**PARTS OF THE EXERCISE**.
**A)** In the forum thread about GSE, list each username that heads a post, together with the date given next to it.
**B)** Carry on the forum thread about GSE, beginning after its final sentence.

**GIVEN PASSAGE**.
- - - - -

What happened to GSE? 
Any announcement yet? 


Anyone think this is solid?

Im looking for the next KAL, RAU and EXM.


----------



## Allyson (16 December 2007)

What do you think GSE's prosects are now with Elaine Dorothy? I sniff yellow cake...



tigerboi said:


> the news that is about to arrive is the agreement on 2 new tenements prospective for a giant nickel find in the east musgraves,this news was reported in saturdays telegraph business section BIZCON.page 67,anns.due anytime now.wa/wa (tenement name edited) is part of the company's east musgrave joint venture with bhp billiton,which can spend up to $25m for 65%.an announcement is expected at any time


----------



## alankew (25 February 2008)

Must be something going on with this-up 26% on no news and volume pretty substantial, anyone heard any whispers?


----------



## irondragon (25 February 2008)

Released today was a vidcast on Bloomberg.com. John Percival, executive director of Goldsearch, is interviewed. 

A quick overview from memory is : 
- GSE coming to a threshold and expecting major change. 
- GSE has been waiting 12 years to get into the Musgrave in Sth Aust. No serious work done in this area since 1970's. Potential for nickel mineralisation : BHP and IG $25 milll JV. Land clearance happening in March. Active drilling March/April. 
- Gold in Victoria, will be drilling deeper holes : March. 
- Weather has delayed things in QLD (esp drills) but hope to be active asap (March/April ... i think). 

Pretty much info that is already known from the last quarterly.  However, from the video, John Percival appears confident that GSE is about to enter a 'rapid growth' phase.


----------



## scuffler (3 March 2008)

Can we get to the video from a link or is that a no no ??

I have held these for months now and as we are about to go into overdrive for the price of gold I thought it was a good idea to hold thru 08 also.

I notice its quite hard getting a decent position in GSE....the voulme the other day was its highest since October last year.

- - - - -

**RECORDS**.
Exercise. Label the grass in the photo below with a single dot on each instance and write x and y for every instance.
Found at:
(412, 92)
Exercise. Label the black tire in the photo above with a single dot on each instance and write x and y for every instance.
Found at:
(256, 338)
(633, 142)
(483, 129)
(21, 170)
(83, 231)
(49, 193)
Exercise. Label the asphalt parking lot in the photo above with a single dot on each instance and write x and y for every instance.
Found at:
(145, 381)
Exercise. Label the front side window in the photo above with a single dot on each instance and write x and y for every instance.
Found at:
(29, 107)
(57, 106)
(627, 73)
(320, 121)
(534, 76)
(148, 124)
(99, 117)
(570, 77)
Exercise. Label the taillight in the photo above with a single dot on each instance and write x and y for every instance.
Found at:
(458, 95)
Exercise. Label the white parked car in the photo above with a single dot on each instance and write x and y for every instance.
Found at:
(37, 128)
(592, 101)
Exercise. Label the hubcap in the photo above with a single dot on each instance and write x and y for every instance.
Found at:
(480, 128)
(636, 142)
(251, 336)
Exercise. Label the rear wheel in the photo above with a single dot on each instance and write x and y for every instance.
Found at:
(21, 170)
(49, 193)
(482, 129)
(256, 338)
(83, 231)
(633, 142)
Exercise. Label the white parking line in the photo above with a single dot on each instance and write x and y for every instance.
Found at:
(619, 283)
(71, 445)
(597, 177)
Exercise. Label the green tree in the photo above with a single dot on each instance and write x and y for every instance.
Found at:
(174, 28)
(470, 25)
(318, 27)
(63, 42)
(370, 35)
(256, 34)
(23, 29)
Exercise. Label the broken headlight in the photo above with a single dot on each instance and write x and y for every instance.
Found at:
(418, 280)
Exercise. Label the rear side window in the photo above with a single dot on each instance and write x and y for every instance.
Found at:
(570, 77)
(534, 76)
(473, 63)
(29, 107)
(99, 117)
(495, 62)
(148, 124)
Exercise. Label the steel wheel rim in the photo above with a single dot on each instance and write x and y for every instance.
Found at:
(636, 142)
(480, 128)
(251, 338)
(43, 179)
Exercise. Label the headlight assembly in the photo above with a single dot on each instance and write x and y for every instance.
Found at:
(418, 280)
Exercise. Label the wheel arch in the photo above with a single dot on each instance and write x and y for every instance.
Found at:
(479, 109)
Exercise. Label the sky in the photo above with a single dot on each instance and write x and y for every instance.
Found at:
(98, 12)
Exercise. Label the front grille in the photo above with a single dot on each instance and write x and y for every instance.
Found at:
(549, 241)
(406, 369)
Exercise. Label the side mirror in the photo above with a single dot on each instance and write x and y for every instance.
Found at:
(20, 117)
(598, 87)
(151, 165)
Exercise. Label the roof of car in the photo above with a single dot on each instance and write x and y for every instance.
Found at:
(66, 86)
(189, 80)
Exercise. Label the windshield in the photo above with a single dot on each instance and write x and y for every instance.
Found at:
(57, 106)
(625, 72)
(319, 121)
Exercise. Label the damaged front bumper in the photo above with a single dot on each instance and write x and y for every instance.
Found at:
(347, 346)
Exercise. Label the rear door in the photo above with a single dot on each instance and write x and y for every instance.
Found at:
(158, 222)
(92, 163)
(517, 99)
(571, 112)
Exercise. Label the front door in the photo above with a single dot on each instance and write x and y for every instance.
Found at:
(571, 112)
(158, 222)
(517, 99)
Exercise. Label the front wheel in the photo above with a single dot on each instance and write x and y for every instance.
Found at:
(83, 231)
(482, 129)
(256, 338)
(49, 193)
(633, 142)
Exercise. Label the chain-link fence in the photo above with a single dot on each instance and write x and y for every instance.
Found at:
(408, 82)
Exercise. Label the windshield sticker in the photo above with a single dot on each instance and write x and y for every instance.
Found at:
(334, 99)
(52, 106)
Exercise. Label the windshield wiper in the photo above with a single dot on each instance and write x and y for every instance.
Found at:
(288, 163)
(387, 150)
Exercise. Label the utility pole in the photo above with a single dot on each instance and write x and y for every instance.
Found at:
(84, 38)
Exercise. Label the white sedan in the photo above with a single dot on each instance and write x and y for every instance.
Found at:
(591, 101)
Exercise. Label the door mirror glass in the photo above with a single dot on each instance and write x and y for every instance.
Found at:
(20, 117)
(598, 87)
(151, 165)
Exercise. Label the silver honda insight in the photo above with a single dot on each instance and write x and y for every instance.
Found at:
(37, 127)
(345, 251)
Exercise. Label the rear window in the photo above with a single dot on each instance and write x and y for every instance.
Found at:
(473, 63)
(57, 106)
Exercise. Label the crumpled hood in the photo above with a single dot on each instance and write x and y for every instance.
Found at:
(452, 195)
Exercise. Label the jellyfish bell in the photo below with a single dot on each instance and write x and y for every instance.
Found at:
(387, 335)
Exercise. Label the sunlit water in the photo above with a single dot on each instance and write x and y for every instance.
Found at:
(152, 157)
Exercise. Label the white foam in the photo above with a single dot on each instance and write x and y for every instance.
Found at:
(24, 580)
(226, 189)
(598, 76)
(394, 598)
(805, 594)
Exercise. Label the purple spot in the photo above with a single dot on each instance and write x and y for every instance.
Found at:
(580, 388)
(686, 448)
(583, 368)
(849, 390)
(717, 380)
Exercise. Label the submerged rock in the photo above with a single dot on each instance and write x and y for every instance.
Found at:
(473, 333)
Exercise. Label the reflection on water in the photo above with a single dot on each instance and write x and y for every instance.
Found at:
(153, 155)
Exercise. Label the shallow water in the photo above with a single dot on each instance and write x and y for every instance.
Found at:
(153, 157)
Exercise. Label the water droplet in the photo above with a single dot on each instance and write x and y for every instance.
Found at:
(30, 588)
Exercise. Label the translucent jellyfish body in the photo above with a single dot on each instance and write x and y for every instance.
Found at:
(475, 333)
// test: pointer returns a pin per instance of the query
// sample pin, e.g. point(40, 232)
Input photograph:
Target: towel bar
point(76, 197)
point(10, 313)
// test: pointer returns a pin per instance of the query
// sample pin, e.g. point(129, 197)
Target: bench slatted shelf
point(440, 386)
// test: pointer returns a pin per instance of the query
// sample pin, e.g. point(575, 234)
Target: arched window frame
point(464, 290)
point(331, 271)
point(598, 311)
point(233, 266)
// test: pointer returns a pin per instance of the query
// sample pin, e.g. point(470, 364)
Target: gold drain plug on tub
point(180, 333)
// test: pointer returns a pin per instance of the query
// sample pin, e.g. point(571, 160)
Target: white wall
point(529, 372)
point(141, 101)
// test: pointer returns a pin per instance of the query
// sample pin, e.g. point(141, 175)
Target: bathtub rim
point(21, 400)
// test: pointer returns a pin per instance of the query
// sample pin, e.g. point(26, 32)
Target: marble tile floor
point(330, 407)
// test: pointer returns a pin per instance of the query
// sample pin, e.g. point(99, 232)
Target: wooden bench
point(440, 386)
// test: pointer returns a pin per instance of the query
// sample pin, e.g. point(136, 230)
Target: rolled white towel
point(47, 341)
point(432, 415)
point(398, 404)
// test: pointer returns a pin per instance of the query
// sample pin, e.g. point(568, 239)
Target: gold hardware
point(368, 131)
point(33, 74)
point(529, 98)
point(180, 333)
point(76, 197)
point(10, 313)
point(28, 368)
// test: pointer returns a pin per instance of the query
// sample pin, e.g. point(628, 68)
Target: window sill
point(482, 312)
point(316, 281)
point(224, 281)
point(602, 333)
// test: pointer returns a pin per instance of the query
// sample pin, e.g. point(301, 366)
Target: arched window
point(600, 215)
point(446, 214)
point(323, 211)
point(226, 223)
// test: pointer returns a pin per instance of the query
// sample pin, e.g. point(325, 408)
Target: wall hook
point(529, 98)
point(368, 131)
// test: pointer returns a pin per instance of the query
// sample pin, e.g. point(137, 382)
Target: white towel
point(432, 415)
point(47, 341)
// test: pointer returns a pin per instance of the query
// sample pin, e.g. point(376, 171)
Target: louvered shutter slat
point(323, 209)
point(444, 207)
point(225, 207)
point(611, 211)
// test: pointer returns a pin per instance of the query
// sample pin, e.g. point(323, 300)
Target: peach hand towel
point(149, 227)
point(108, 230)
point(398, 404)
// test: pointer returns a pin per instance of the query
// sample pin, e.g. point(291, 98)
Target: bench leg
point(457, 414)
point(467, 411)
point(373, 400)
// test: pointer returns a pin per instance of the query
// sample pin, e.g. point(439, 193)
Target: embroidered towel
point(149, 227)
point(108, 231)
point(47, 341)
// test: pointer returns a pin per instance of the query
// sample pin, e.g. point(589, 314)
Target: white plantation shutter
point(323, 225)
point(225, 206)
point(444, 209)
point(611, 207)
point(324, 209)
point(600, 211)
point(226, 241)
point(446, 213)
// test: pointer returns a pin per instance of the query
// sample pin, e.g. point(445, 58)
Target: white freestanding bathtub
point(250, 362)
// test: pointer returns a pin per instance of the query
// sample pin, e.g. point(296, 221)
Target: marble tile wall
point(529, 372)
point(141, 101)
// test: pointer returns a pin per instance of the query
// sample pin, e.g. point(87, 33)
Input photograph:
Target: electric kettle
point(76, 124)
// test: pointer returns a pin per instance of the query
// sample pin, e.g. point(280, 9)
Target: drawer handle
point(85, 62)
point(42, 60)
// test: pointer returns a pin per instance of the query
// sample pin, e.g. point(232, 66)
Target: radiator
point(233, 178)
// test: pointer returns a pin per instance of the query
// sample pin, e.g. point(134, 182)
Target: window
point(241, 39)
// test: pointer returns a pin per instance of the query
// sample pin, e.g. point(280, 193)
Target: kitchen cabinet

- - - - -

**YOUR WRITTEN ANSWERS**.
**A)** Allyson (16 December 2007), alankew (25 February 2008), irondragon (25 February 2008), scuffler (3 March 2008)

**B)**
p.s Hope this was ok prawn


----------



## LostInTransit (24 August 2009)

This is the worst stock in my portfolio by far. Noooothiiing is happening with GSE unless some one has more info. Problem is I have lost 98% of my shares so there is nothing else left that I can loose   ..well another 2% to go.


----------



## qe2infinity (6 January 2011)

a lot more interest now...up 100% so far today, a rare earth deposit discovery has brought in many buyers..


----------



## System (2 May 2017)

On May 2nd, 2017, Goldsearch Limited (GSE) changed its name and ASX code to Zoono Group Limited (ZNO).


----------



## pixel (18 September 2017)

System said:


> On May 2nd, 2017, Goldsearch Limited (GSE) changed its name and ASX code to Zoono Group Limited (ZNO).



There is probably more profit in antibacterial cleaning products than looking for gold. An overview on website http://zoono.com/history-overview/
But I had to question the legend in this picture:






Sent them an email stating that I'd rather see the microbe destroyed. The COO sent a reply back within minutes, confirming it was a typo and would be rectified immediately.


----------



## pixel (18 September 2017)

Friday's Price-Volume spike attracted attention from the ASX, which was met with the standard reply. Didn't dampen the spirit though - maybe some traders know more?


----------



## Cam019 (19 September 2017)

Looks to me like yesterday ended up playing out as a key reversal @pixel. Monday opened above the close of Friday, made a new high, then closed below the low of Friday. Signal could be weak as it hasn't followed a sustained upward move. Interesting, none the less.


----------



## pixel (26 September 2017)

http://www.asx.com.au/asx/statistics/displayAnnouncement.do?display=pdf&idsId=01899840
Although the promotion won't come into effect till early 2018, I believe it will support and lift the sp well into the 30's. Any chances of adding at the bottom of the recent gap are probably greatly diminshed.


----------



## pixel (2 October 2017)

Breakout Alert.


----------



## pixel (3 October 2017)

breakout continues; substantial early volume in the first half hour.
waiting for some news...


----------



## pixel (5 October 2017)

Yesterday's Reversal Doji appears to be confirmed. I have joined the profit takers with a view to reload somewhere below 37c. It's either the gap or one of the Fibonacci levels.


----------



## pixel (16 October 2017)

Breakout Alert. I hold.


----------



## pixel (16 October 2017)

Z-Yesss!


----------



## pixel (1 November 2017)

The Bearish Divergence made me doubt - was it wise to hold on?
And then I noticed today's support at Fibonacci's phi level. Note: We have to start the range in May of *this *year because ZNO is a new backdoor listing.






*Conclusion*: I'll sit tight for now. Stop level 38c, accumulate if recovery continues.


----------



## pixel (4 December 2017)

Not sure what drove the sell-off; if it's purely technical - unlikely as it may be - the gap could mark the turning point. I'm not buying yet, but watching keenly.


----------



## pixel (22 December 2017)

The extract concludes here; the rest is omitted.